>> Start Provided entries

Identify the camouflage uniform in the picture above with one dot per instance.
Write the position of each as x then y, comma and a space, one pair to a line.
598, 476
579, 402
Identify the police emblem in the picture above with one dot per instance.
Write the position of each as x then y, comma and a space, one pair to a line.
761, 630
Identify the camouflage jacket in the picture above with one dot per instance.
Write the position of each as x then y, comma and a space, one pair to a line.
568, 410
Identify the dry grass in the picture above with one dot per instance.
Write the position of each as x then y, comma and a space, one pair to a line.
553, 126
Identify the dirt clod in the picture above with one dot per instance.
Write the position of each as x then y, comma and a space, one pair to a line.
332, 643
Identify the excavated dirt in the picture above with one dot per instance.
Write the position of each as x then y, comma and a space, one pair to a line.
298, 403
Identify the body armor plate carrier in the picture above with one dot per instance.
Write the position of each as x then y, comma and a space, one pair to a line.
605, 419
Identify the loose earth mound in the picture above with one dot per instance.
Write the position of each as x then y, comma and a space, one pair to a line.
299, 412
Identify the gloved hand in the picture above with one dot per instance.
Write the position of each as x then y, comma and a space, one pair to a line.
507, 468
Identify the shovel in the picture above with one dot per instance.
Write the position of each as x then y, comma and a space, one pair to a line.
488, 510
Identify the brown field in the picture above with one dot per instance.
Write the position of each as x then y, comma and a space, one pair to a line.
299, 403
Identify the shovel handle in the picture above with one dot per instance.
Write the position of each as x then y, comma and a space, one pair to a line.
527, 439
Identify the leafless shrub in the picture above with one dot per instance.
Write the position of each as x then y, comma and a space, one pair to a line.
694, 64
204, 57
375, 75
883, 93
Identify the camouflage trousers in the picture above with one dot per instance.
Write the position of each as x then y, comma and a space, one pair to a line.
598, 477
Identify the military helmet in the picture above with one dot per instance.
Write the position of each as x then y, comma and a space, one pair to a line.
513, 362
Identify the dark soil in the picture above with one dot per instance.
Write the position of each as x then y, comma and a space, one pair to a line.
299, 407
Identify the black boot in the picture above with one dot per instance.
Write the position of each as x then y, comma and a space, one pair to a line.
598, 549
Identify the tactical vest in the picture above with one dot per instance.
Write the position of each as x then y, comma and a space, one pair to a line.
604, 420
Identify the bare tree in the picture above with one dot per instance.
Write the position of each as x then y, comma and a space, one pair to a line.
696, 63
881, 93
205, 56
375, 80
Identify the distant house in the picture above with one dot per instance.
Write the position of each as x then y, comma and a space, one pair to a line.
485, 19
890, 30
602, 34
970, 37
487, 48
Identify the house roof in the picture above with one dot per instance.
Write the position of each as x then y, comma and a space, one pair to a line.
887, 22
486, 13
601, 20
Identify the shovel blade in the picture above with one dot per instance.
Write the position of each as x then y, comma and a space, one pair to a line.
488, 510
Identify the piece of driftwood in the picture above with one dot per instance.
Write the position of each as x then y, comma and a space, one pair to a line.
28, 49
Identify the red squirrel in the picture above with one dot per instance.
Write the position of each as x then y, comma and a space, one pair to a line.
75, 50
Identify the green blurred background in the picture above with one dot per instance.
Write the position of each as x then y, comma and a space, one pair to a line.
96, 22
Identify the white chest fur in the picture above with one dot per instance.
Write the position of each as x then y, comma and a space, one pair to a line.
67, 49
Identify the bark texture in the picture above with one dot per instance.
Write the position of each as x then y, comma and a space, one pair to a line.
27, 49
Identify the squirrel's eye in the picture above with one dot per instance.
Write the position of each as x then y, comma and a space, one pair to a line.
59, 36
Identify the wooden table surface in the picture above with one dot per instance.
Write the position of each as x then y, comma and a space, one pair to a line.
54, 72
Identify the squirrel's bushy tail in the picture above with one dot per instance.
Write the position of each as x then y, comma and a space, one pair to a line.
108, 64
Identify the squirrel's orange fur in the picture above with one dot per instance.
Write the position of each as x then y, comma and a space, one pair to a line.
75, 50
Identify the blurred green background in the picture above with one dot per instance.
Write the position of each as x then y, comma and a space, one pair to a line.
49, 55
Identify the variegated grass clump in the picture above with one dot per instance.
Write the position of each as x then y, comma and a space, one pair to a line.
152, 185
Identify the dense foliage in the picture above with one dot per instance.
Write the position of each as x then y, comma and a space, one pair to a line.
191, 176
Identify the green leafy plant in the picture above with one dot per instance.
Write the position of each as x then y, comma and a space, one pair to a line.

>> End Provided entries

- **Required task**
Quote the material exactly, leaving nothing out.

- **Full response**
Identify the camouflage uniform in the picture above with one dot per instance.
Write the position of each as x then y, comma and a space, one pair to a line.
598, 476
579, 402
Identify the police emblem in the picture above with one dot per instance.
Write the position of each as x then y, comma and a space, one pair to a line.
761, 630
Identify the camouflage jacket in the picture above with one dot per instance.
Write the position of each as x then y, comma and a space, one pair to a line.
568, 410
Identify the dry grass in the picture above with one dot per instance.
Write the position of each as x then y, comma and a space, one pair to a line.
553, 126
Identify the dirt clod in the picture above with one dot per instance.
Write the position of each as x then y, comma and a space, one pair to a line.
332, 643
Identify the excavated dirt in the picture above with one dot per instance.
Write the position of each as x then y, comma and a space, one pair to a line.
298, 403
Identify the body armor plate carrier in the picture above with one dot per instance.
Write the position of each as x then y, comma and a space, one pair to a line.
605, 419
Identify the loose earth mound in the picture above with one dot per instance.
Write the position of each as x then y, comma and a space, one pair to a line.
299, 412
Identify the gloved hand in the picture above with one dot per instance.
Write the position of each as x then y, comma and a space, one pair to a line.
507, 468
Identify the shovel in the picture above with one dot per instance.
Write the position of each as x then y, comma and a space, one pair to a line.
488, 510
Identify the brown field in the picture above with one dot per instance.
Write the position of each as x then y, comma and a space, one pair to a line.
299, 403
Identify the shovel handle in the picture above with one dot per instance.
Write the position of each as x then y, comma and a space, one pair to a line.
527, 439
Identify the leafless shrub in the picture above with one dot per instance.
Write the position of each as x then y, comma and a space, one pair to a line.
694, 64
204, 57
375, 75
883, 93
Identify the camouflage trousers in the picture above with one dot per instance.
Write the position of each as x then y, comma and a space, one pair to a line.
598, 477
Identify the military helmet in the picture above with one dot per instance.
Write the position of each as x then y, comma and a space, one pair to a line.
513, 362
Identify the dark soil in the picture above with one dot per instance.
Write the position of each as x then y, comma and a space, one pair to a line.
299, 407
Identify the black boot in the picture above with one dot per instance.
Write the position of each as x then y, comma and a space, one pair to a line.
598, 549
Identify the tactical vest in the picture above with one dot per instance.
Write the position of each as x then y, comma and a space, one pair to a line.
604, 420
Identify the bare tree in the picture above with one dot per instance.
Write the position of each as x then y, comma and a space, one pair to a line.
696, 63
881, 93
205, 56
375, 80
Identify the distant house in the picture above with one dot per instance.
Write the position of each as x then y, comma and a space, one pair to a line.
485, 19
890, 30
602, 34
970, 37
487, 48
Identify the house roof in the picture above with one dot per instance.
Write the position of each as x then y, comma and a space, one pair to a line.
887, 22
486, 13
601, 20
Identify the shovel blade in the picture above with one dot per instance.
Write the position of each as x then y, comma and a space, one pair to a line.
488, 510
Identify the piece of driftwood in the picture above with one dot per instance.
Write the position of each as x then y, comma and a space, one pair to a line.
28, 49
Identify the red squirrel in the picture above with one dot per instance.
Write the position of each as x then y, comma and a space, one pair to a line.
75, 50
Identify the green blurred background in the picture above with one dot per instance.
Write the position of each as x then y, comma and a space, one pair to a line.
96, 22
Identify the white chest fur in the picture above with one dot per instance.
Write the position of each as x then y, comma and a space, one pair to a line.
67, 49
Identify the bark texture in the picture above with one dot per instance.
Write the position of each as x then y, comma and a space, one pair to a line.
27, 49
Identify the squirrel's eye in the picture above with one dot per instance.
Write the position of each as x then y, comma and a space, one pair to a line.
59, 36
Identify the wooden table surface in the picture above with one dot per instance.
Write the position of each as x then y, comma and a space, one pair to a line.
54, 72
Identify the squirrel's bushy tail in the picture above with one dot per instance.
Write the position of each as x then y, comma and a space, one pair to a line.
108, 64
Identify the squirrel's orange fur in the picture above with one dot per instance.
Write the position of each as x then y, comma and a space, one pair to a line.
75, 50
Identify the blurred green background in the picture above with one dot per instance.
Write the position of each as x then y, comma and a space, one pair to a line.
49, 55
Identify the variegated grass clump in the picture above with one dot per instance.
Write the position of each as x then y, comma and a space, one pair to a line.
152, 185
Identify the dense foliage in the picture above with one dot per instance.
Write the position of each as x then y, comma and a space, one pair to a line.
191, 176
Identify the green leafy plant in the picture above with one dot per instance.
Write the position of each as x then y, comma and a space, one pair to a line.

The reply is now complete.